____ Extract provided
Unit 2 - Subsetting DataFrames and Series


In [ ]:
import pandas as pd

In [ ]:
df = pd.read_csv('../data/airbnb_input.csv', index_col='room_id')

On df DataFrame you can find data about Airbnb rooms in Lisbon.

Go ahead and preview it!


In [ ]:
# code to preview df

Row selection

Selecting rows by index position - iloc

  • With function iloc you can select specific rows from a DataFrame.
  • In order to specify the rows you want to select you can use, for instance, the row position (integer starting from 0) or a list of row positions.

Here, we are selecting the first row and getting it as a pandas Series:


In [ ]:
df.iloc[0]

But you can also get a single row as a DataFrame:


In [ ]:
df.iloc[[0]]

Now try to get rows 0, 1 and 3, using iloc:


In [ ]:
# code to select rows 0, 1 and 3 from df

Array slices also work, so try to select all the rows from position number 2 to position number 7:


In [ ]:
# code to select rows [2, 7] from df

Selecting rows by index name - loc

  • With function loc you can select specific rows from a DataFrame, like with iloc.
________
### Written tasks
• a. In the pandas subsetting tutorial, which city are the Airbnb rooms in df located in?
• b. Copy word for word the part of the pandas subsetting tutorial that begins at the words "Row selection" and stops after the words "of row positions.".
____ Extracted records
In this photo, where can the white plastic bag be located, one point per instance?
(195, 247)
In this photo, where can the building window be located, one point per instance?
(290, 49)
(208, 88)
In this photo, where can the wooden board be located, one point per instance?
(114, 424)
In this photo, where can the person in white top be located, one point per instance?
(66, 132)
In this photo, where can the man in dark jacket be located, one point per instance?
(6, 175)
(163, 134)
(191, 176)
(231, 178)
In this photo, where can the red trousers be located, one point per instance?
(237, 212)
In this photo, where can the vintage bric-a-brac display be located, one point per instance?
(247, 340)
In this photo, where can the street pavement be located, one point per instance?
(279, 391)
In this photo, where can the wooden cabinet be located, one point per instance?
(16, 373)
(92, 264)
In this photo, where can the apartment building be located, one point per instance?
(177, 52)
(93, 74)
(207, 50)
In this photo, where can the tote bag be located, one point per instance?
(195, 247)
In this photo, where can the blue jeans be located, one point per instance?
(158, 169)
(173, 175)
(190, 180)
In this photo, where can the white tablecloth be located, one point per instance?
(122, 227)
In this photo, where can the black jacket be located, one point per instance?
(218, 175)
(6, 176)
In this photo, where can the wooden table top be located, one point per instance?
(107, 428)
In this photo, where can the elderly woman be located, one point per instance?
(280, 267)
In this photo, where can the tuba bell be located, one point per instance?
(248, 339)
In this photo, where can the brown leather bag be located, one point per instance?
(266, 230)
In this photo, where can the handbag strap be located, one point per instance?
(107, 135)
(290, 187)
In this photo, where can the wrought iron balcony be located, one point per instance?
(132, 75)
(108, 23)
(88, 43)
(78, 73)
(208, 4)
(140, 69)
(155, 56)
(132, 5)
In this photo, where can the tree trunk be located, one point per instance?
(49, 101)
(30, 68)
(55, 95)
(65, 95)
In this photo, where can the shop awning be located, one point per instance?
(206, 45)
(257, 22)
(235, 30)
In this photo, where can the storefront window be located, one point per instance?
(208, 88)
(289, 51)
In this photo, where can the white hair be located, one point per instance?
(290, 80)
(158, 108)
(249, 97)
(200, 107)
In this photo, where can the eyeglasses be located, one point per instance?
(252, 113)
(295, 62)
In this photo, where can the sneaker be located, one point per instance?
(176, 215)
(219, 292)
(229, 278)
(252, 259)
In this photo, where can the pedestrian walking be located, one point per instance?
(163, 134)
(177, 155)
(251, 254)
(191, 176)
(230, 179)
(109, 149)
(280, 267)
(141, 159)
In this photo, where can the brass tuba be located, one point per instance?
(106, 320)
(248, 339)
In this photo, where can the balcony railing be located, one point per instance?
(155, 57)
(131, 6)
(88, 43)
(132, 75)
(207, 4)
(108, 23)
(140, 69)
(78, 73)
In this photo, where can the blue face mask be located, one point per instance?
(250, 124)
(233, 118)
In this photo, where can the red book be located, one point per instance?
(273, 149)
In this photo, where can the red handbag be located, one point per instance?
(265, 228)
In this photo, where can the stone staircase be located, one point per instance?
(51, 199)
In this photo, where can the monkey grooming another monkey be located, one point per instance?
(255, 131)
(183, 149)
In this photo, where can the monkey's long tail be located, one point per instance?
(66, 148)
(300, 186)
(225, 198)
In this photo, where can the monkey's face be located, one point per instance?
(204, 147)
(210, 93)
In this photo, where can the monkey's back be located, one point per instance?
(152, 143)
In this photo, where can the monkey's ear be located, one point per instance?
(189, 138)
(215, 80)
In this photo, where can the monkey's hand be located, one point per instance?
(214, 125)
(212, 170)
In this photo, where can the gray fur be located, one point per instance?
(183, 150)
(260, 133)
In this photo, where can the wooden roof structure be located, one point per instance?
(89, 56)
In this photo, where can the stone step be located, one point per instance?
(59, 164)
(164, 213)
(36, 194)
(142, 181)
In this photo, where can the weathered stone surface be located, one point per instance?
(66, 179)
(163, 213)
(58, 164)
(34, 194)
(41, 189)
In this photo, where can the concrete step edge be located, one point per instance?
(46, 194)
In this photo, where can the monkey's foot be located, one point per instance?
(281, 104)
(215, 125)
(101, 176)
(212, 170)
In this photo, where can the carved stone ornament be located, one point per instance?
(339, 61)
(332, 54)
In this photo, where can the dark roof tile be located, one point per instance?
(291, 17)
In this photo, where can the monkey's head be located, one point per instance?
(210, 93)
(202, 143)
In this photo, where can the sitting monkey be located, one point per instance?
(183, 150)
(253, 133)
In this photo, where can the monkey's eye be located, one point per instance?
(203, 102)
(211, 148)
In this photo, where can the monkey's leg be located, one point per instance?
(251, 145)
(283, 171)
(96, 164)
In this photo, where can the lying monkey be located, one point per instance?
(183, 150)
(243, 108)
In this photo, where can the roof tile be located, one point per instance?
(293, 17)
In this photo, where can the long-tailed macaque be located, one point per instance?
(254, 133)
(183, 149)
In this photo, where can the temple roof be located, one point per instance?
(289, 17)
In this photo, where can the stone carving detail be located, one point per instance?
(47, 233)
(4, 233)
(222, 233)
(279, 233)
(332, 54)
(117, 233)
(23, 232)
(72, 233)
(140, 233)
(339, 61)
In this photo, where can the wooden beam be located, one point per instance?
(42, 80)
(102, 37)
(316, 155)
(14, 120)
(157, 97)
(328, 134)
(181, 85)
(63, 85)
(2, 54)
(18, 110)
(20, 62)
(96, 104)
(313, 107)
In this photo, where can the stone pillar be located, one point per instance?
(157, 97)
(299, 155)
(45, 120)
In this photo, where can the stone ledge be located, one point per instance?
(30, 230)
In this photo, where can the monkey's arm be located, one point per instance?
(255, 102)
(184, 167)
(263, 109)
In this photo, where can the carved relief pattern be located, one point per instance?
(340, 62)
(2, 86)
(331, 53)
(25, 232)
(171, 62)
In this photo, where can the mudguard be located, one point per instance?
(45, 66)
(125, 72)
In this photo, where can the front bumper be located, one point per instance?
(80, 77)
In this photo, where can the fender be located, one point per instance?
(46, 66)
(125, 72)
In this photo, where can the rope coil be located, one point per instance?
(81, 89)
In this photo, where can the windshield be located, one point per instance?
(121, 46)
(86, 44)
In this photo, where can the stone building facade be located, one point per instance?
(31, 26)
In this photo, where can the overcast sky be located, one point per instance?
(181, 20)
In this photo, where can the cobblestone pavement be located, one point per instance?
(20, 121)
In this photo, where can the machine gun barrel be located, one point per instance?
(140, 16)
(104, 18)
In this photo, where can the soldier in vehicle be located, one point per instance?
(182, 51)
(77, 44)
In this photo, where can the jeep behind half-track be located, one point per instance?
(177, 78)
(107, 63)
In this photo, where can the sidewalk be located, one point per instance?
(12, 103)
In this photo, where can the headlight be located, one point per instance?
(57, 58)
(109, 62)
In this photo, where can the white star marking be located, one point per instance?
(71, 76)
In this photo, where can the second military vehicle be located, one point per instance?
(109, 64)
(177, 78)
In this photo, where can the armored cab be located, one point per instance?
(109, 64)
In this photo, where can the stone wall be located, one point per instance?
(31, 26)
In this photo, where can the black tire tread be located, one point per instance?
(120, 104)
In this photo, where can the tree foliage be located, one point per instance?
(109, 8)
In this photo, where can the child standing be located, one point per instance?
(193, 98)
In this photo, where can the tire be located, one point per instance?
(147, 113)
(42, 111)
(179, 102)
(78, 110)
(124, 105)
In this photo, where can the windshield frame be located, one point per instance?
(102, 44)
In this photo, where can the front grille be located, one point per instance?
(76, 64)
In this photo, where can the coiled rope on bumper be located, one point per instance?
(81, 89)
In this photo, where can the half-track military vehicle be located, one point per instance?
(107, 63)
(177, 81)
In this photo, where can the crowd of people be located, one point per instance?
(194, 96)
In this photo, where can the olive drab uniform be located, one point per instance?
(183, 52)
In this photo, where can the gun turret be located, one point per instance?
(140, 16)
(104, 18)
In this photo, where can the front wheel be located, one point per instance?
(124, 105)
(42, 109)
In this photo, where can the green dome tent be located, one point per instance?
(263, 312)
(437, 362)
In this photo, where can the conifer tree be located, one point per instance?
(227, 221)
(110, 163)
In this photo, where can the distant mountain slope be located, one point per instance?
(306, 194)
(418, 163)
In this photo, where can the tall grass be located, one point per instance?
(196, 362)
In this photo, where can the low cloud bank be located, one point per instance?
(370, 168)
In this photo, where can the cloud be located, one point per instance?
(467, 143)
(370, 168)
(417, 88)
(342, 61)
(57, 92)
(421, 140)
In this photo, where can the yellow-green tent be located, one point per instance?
________
### Complete answers
• a. Lisbon

• b.
Row selection

Selecting rows by index position - iloc

  • With function iloc you can select specific rows from a DataFrame.
  • In order to specify the rows you want to select you can use, for instance, the row position (integer starting from 0) or a list of row positions.